AUFGABE:
Schreib aus dem Text über die Architektenkammer Nordrhein-Westfalen wortgetreu ab: Fang bei den Worten „Unser Berufsbild hat“ an und hör nach den Worten „zum gemeinsamen Ziel!“ auf.

AUSGEWÄHLTER ABSCHNITT:
========================================

Vor drei Monaten hat mich die Vertreterversammlung der Architektenkammer Nordrhein-Westfalen zum Präsidenten gewählt. Um dieses wichtige und auf dem Vertrauen unserer Mitglieder basierende Amt hatte sich mit meiner Person erstmals ein angestellter Architekt beworben. Offenkundig spielte die Tätigkeitsart des Kandidaten aber für eine deutliche Mehrheit der Delegierten des NRW-Architektenparlaments keine dominante Rolle. Dennoch halte ich es für geboten, die gleichberechtigte Einbindung aller Tätigkeitsarten und Fachrichtungen in die berufsständische Arbeit zu diskutieren.
Unser Berufsbild hat sich in den vergangenen Jahren in einem manchmal atemberaubenden Tempo gewandelt. Es gibt wohl kein größeres Bauprojekt, an dem nicht eine Vielzahl von Kolleginnen und Kollegen Hand in Hand arbeiten, und zwar sowohl als Team aus Angestellten und Freischaffenden als auch in enger Kooperation unserer Fachrichtungen. Dazu kommt die unverzichtbare Zusammenarbeit mit zahlreichen anderen Disziplinen.
Wenn heute intensiv darüber diskutiert wird, warum öffentliche Großprojekte ins Stocken geraten oder sogar missglückt sind, dann ist eine der zentralen Antworten immer ein Mangel an Austausch und Abstimmung. Kooperation bedeutet das Zusammenführen verschiedenster Kompetenzen zu einem Gesamtprojekt. Das reine Summieren von Einzelleistungen wird eben nicht zwangsläufig von Erfolg gekrönt – erst die richtige Mischung der Leistungen führt zum gemeinsamen Ziel!
Ähnlich sehe ich das auch für unseren Berufsstand. Die Architektenschaft ist in Deutschland eine beachtenswerte Größe, aber keine Lobbygruppe, hinter der Millionen Mitglieder stehen. Schon aus diesem Grund sind wir nur stark, wenn wir die innere Gemeinschaft suchen und stärken – und nach außen klar und deutlich mit einer Stimme sprechen. Dass dies gelingen kann, hat unser langer, aber erfolgreicher Kampf um die Novellierung der HOAI bewiesen. Die Grenzen zwischen den Tätigkeitsarten sind längst fließend geworden. Viele unserer Kolleginnen und Kollegen sind sowohl angestellt als auch freischaffend tätig. Leitende Angestellte und Beamte stehen in ähnlicher Verantwortung und Planungspraxis wie Büroinhaber oder (angestellte) geschäftsführende Büropartner.

========================================

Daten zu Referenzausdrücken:
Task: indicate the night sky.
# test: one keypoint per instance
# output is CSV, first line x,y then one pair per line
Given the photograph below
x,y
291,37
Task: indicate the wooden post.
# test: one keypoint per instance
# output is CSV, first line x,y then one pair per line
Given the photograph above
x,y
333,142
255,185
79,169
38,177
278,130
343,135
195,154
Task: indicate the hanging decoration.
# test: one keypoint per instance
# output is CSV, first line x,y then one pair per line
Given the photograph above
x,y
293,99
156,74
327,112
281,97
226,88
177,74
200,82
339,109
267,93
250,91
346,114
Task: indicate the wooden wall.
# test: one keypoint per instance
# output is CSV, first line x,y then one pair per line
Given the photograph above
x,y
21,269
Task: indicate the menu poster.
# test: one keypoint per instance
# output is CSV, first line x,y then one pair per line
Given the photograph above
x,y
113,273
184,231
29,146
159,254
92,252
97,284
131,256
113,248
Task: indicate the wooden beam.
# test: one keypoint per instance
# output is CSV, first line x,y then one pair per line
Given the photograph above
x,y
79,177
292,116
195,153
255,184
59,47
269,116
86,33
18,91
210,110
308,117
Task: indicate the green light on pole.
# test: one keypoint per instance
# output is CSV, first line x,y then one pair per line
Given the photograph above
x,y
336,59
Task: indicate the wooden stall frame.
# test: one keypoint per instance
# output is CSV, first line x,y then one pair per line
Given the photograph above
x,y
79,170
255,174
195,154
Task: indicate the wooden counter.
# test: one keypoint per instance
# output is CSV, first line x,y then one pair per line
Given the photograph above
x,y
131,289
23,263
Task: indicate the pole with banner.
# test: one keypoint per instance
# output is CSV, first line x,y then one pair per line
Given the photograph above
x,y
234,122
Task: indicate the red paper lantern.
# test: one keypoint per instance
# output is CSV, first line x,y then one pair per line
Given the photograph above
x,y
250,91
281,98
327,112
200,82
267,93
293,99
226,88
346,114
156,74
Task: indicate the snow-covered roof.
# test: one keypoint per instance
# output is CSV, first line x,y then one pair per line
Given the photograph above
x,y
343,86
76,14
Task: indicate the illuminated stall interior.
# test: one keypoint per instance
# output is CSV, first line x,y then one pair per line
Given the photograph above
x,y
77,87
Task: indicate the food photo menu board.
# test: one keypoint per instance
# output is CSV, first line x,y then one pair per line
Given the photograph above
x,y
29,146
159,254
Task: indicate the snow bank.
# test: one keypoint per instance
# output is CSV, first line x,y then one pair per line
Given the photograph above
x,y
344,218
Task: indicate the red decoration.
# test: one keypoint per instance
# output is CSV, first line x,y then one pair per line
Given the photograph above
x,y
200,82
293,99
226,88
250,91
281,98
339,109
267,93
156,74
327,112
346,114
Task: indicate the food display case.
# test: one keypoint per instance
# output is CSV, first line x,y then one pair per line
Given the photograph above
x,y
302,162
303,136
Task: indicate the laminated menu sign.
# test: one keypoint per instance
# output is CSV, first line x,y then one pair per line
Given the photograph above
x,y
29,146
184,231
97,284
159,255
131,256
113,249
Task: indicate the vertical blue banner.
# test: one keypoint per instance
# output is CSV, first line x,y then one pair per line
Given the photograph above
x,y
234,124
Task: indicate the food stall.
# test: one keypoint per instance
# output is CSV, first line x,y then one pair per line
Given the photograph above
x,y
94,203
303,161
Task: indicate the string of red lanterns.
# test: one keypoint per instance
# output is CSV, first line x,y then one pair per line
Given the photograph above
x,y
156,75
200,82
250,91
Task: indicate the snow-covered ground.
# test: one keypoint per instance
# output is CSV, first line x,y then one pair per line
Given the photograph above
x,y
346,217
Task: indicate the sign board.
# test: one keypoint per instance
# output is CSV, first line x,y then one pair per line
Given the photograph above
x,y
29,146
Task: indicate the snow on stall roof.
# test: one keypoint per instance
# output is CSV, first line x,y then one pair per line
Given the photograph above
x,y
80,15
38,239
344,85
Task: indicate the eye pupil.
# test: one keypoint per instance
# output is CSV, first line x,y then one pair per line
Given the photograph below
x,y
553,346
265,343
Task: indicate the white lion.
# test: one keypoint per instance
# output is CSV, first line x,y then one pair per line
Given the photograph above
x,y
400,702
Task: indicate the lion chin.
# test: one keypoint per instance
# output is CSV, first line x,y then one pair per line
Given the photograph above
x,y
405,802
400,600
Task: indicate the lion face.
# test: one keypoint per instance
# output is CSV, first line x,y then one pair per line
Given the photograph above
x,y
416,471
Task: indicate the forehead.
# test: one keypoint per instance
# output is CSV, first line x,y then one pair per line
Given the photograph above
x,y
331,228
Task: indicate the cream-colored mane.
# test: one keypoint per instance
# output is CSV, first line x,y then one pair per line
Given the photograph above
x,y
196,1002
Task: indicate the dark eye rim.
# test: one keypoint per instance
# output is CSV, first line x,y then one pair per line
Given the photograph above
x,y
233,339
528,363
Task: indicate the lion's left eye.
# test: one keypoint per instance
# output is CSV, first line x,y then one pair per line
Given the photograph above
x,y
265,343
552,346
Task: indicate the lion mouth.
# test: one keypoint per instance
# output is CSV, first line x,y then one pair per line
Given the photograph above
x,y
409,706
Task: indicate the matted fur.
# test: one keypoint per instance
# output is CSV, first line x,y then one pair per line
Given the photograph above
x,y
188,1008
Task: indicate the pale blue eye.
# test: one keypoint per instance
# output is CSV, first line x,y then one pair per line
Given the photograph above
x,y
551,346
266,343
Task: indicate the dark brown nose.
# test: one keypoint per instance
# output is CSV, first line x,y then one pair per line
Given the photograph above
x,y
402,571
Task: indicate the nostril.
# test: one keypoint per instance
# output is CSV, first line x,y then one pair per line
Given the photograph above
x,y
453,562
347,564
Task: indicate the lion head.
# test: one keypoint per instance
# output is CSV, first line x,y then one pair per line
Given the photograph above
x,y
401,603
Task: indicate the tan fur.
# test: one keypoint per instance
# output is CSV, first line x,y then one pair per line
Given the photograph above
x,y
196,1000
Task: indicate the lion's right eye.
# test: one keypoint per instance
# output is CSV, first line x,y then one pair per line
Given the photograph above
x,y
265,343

========================================

DEINE ANTWORT:
Unser Berufsbild hat sich in den vergangenen Jahren in einem manchmal atemberaubenden Tempo gewandelt. Es gibt wohl kein größeres Bauprojekt, an dem nicht eine Vielzahl von Kolleginnen und Kollegen Hand in Hand arbeiten, und zwar sowohl als Team aus Angestellten und Freischaffenden als auch in enger Kooperation unserer Fachrichtungen. Dazu kommt die unverzichtbare Zusammenarbeit mit zahlreichen anderen Disziplinen.
Wenn heute intensiv darüber diskutiert wird, warum öffentliche Großprojekte ins Stocken geraten oder sogar missglückt sind, dann ist eine der zentralen Antworten immer ein Mangel an Austausch und Abstimmung. Kooperation bedeutet das Zusammenführen verschiedenster Kompetenzen zu einem Gesamtprojekt. Das reine Summieren von Einzelleistungen wird eben nicht zwangsläufig von Erfolg gekrönt – erst die richtige Mischung der Leistungen führt zum gemeinsamen Ziel!